> **练习说明**:
把下方从第一行起、直到含有“157 75 L 168”的那一行为止的各行（首尾两行都算在内）改写成 JSON 字符串列表，每行对应一个字符串，空行略去。
━━━ 所给数据 ━━━
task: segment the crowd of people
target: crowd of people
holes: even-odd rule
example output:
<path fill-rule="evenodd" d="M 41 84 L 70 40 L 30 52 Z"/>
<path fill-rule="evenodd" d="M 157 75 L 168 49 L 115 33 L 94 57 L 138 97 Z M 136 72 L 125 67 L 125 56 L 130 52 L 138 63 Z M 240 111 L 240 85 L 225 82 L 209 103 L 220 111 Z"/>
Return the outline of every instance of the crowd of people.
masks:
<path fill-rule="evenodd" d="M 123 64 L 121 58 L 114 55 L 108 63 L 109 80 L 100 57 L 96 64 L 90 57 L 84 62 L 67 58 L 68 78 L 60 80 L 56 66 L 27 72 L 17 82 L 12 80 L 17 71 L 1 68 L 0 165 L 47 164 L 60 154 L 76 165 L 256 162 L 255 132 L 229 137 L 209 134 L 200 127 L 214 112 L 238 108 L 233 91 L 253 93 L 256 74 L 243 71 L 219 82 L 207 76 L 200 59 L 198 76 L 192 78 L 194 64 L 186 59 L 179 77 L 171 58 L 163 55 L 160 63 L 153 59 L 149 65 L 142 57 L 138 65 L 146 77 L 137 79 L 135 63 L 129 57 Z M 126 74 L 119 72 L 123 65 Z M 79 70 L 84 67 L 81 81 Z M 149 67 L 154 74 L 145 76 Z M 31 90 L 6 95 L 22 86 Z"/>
━━━
> **完成结果**:
[
  "task: segment the crowd of people",
  "target: crowd of people",
  "holes: even-odd rule",
  "example output:",
  "<path fill-rule=\"evenodd\" d=\"M 41 84 L 70 40 L 30 52 Z\"/>",
  "<path fill-rule=\"evenodd\" d=\"M 157 75 L 168 49 L 115 33 L 94 57 L 138 97 Z M 136 72 L 125 67 L 125 56 L 130 52 L 138 63 Z M 240 111 L 240 85 L 225 82 L 209 103 L 220 111 Z\"/>"
]